(Aim of the task) Count how many lines of the items below contain the word "cloud", and give only that number.

(Records shown)
= = =

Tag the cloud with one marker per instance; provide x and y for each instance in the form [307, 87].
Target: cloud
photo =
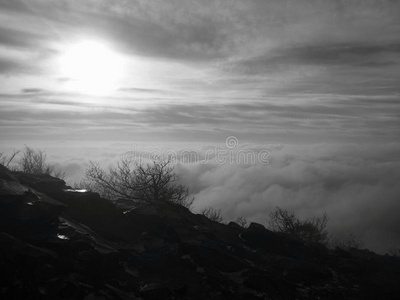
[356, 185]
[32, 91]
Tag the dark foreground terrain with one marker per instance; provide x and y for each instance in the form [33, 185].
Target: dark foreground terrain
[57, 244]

= = =

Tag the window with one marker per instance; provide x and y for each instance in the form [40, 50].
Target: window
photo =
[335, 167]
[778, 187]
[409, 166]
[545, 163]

= = =

(Response to the exercise) 2